Designers Brian Miller, Lauren Winter, and their colleagues have brought a Danish-Modern-Meets-Gilded-Age aesthetic to the shared spaces, mixing streamlined furniture with old-fashioned tilework and oversized floral and geometric patterns. The rooftop conservatory, with a small fountain and hanging and potted plants, feels like the sunroom in a historic mansion. Good restaurant designers know how to engage your other senses while your taste buds respond to the food. The Apollo’s designers welcome your senses into the building with the aroma of coffee, a dramatic lobby floor with a fan pattern in small white tiles, and inviting conversation and reading nooks along the balconies overhead.
A couple of miles north of H Street NE, Brookland Press lacks such interior richness. But that’s about all it’s missing. Like The Apollo, this complex—which joins a renovated printing press to a brand-new building—offers a resort’s-worth of diversions. A slick, light-filled gym. A bocce court. A double-height resident lounge with a massive central fireplace. A pet grooming center. And that’s before you even get up to the roof, which will have fire pits, grills, a bar, and a movie screen.

Parts of the exercise —
a) Using the passage on The Apollo and Brookland Press, decide whether each statement agrees with it. Answer yes or no for each, and quote the words of the passage that settle it. (i) The Apollo's rooftop conservatory includes a small fountain. (ii) Brookland Press is south of H Street NE. (iii) The roof of Brookland Press will have a bocce court.
b) Transcribe the part of the passage on The Apollo and Brookland Press that opens with the words containing "A couple of" and closes with "a movie screen.".

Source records
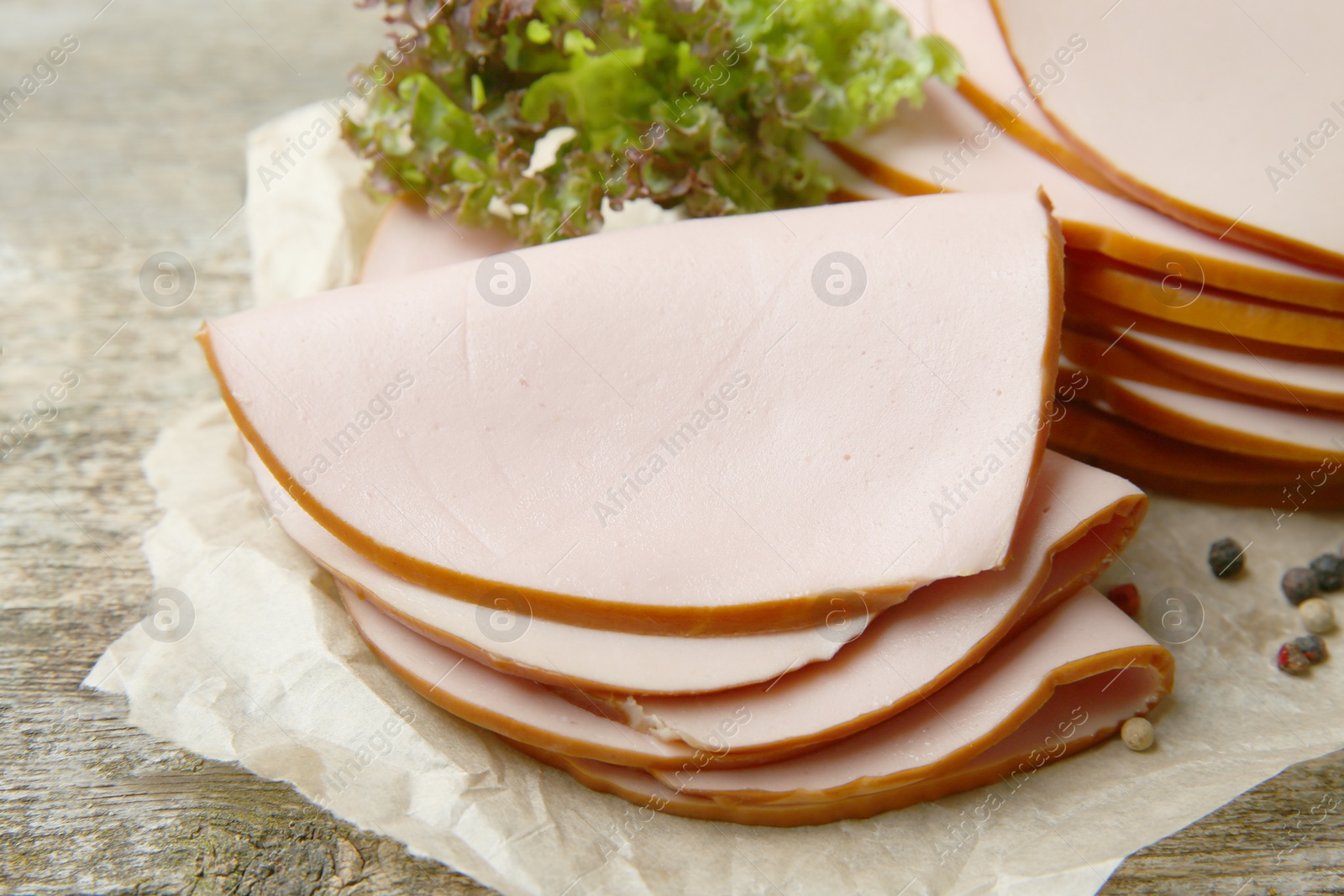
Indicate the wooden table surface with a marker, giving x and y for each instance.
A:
(138, 148)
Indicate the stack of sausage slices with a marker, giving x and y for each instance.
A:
(743, 519)
(1202, 202)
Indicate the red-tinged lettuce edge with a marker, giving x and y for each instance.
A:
(705, 107)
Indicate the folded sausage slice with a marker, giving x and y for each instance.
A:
(951, 145)
(510, 705)
(1075, 716)
(504, 637)
(1081, 517)
(1160, 103)
(1079, 701)
(1079, 520)
(1310, 385)
(692, 429)
(1202, 414)
(410, 239)
(1090, 432)
(995, 86)
(1202, 307)
(1084, 637)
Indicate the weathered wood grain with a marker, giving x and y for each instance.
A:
(134, 149)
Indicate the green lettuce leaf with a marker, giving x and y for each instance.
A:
(706, 105)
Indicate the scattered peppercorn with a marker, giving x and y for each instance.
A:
(1330, 571)
(1226, 558)
(1312, 647)
(1126, 597)
(1292, 658)
(1137, 734)
(1299, 584)
(1317, 616)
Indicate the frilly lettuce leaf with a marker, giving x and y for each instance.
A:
(707, 105)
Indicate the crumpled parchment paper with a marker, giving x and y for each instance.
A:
(246, 656)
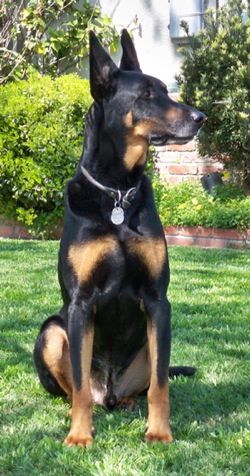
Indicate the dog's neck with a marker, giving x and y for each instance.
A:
(114, 156)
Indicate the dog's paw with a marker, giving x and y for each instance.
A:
(153, 437)
(78, 440)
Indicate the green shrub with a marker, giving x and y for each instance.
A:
(41, 136)
(216, 79)
(49, 35)
(188, 204)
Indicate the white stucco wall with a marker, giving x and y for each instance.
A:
(148, 20)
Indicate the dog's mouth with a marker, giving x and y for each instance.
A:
(166, 139)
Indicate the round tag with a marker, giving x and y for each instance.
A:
(117, 216)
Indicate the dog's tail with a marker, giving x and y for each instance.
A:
(180, 370)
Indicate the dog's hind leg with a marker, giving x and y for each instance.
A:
(51, 357)
(134, 380)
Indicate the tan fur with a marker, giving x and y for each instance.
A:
(85, 257)
(158, 428)
(137, 142)
(56, 357)
(81, 426)
(152, 252)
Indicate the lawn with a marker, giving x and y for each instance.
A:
(210, 413)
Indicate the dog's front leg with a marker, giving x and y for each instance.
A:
(159, 337)
(81, 335)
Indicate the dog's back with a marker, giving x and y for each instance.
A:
(114, 339)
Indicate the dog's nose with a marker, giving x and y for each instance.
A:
(198, 116)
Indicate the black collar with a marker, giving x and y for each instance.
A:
(123, 198)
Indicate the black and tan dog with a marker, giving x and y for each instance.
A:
(111, 340)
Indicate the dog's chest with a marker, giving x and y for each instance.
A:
(134, 255)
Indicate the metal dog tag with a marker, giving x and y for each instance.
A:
(117, 216)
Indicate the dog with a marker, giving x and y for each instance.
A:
(111, 340)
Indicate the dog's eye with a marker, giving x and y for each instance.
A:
(147, 94)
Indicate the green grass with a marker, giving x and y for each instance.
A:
(209, 413)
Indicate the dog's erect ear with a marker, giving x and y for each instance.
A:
(102, 70)
(129, 61)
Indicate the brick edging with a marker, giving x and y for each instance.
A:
(176, 235)
(207, 237)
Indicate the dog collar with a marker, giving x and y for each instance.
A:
(122, 198)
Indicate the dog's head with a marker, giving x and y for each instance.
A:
(137, 101)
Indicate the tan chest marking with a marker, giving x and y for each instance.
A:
(85, 257)
(152, 251)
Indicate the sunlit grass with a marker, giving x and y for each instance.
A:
(210, 414)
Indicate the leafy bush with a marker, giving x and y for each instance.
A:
(41, 135)
(188, 204)
(216, 79)
(50, 35)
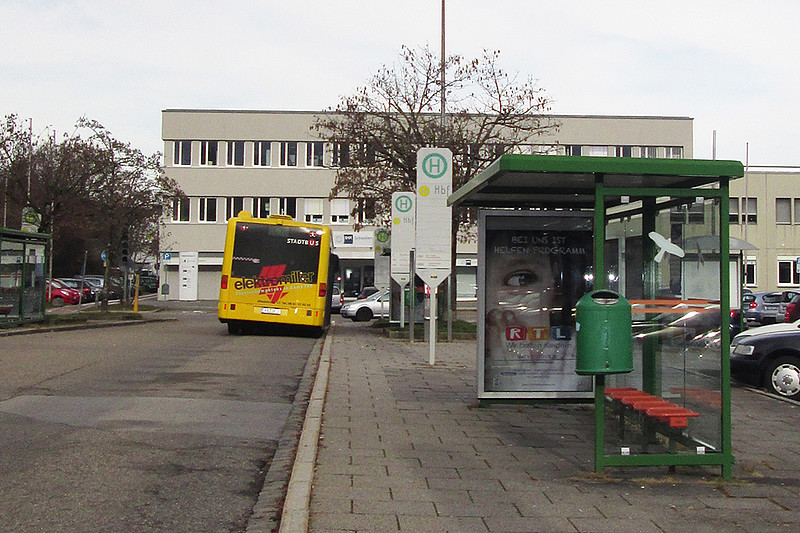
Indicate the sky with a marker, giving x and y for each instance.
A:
(731, 65)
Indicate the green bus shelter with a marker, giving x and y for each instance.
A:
(660, 241)
(22, 276)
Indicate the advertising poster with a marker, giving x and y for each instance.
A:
(536, 269)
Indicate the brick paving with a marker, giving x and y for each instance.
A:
(405, 447)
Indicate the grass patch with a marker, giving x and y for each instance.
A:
(459, 326)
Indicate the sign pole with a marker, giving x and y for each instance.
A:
(411, 297)
(434, 224)
(402, 306)
(449, 309)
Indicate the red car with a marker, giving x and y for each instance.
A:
(59, 294)
(793, 309)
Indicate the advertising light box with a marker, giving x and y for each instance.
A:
(534, 268)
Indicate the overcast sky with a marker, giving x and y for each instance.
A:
(731, 65)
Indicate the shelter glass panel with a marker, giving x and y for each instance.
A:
(668, 267)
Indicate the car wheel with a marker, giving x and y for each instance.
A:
(783, 377)
(364, 314)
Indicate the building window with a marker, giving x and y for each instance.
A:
(314, 154)
(289, 154)
(783, 210)
(208, 153)
(787, 272)
(208, 210)
(674, 152)
(750, 210)
(733, 214)
(288, 206)
(750, 272)
(688, 214)
(262, 153)
(261, 207)
(312, 208)
(340, 211)
(598, 151)
(182, 153)
(234, 205)
(649, 152)
(236, 153)
(180, 209)
(341, 154)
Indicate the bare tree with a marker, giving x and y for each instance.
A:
(128, 194)
(377, 130)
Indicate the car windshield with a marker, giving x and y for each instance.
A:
(375, 296)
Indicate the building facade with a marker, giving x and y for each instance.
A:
(273, 162)
(765, 212)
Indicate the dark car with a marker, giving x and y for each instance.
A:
(115, 290)
(770, 359)
(59, 294)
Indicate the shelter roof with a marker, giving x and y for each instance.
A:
(569, 181)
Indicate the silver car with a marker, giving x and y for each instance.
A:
(374, 306)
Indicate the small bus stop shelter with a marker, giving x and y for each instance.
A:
(660, 240)
(22, 276)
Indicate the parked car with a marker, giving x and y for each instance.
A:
(58, 294)
(89, 292)
(792, 309)
(772, 328)
(770, 359)
(376, 305)
(114, 291)
(337, 299)
(763, 307)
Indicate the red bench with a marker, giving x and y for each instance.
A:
(652, 406)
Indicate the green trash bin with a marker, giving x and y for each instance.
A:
(604, 334)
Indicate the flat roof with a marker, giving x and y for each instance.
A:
(569, 181)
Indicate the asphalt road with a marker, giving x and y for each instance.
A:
(164, 426)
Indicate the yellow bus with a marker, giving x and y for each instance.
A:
(276, 271)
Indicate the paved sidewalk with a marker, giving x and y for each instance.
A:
(403, 447)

Written answers —
a)
(i) Yes: "The rooftop conservatory, with a small fountain and hanging and potted plants"
(ii) No: "A couple of miles north of H Street NE, Brookland Press lacks such interior richness."
(iii) No: "the roof, which will have fire pits, grills, a bar, and a movie screen."

b)
A couple of miles north of H Street NE, Brookland Press lacks such interior richness. But that’s about all it’s missing. Like The Apollo, this complex—which joins a renovated printing press to a brand-new building—offers a resort’s-worth of diversions. A slick, light-filled gym. A bocce court. A double-height resident lounge with a massive central fireplace. A pet grooming center. And that’s before you even get up to the roof, which will have fire pits, grills, a bar, and a movie screen.